=== Supplied records ===
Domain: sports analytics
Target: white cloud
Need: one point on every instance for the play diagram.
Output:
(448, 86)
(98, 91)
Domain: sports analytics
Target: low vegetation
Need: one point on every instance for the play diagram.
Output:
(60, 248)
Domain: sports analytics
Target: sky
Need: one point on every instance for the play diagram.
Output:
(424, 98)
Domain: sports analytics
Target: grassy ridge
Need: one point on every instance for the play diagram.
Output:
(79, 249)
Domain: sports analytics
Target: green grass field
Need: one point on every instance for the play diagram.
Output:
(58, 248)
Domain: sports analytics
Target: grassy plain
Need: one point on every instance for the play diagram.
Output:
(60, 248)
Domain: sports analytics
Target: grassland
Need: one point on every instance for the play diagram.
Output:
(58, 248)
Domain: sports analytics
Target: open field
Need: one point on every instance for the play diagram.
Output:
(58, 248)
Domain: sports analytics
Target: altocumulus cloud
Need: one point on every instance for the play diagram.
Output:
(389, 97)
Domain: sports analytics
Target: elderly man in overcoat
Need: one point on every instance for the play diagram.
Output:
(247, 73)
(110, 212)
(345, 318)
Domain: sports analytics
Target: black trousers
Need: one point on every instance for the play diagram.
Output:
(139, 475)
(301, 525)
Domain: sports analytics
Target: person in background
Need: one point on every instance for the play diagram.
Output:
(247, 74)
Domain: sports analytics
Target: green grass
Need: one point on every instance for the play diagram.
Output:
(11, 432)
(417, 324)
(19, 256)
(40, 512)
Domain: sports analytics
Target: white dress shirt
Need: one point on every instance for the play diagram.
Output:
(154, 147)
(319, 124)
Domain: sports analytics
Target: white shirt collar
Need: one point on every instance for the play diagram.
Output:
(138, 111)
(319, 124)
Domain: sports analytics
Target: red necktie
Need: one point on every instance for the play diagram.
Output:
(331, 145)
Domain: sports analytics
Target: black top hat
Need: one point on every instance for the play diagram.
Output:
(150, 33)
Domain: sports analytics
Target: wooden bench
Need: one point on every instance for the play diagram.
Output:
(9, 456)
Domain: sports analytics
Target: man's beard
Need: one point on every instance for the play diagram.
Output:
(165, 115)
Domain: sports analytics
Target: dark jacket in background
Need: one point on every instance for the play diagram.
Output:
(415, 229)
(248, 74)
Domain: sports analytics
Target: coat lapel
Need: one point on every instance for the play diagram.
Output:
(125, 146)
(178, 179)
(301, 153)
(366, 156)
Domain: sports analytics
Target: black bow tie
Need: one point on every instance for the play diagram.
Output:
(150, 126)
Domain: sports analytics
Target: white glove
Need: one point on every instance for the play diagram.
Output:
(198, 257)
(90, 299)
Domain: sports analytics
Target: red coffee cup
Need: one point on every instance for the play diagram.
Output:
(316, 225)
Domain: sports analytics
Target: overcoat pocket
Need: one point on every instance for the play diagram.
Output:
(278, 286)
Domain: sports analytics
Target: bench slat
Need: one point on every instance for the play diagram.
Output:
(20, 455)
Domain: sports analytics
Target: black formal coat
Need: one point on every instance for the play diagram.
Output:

=== Problem to solve ===
Find and copy each line above holding "black".

=== Answer box ===
Target: black trousers
Target: black top hat
Target: black bow tie
Target: black formal coat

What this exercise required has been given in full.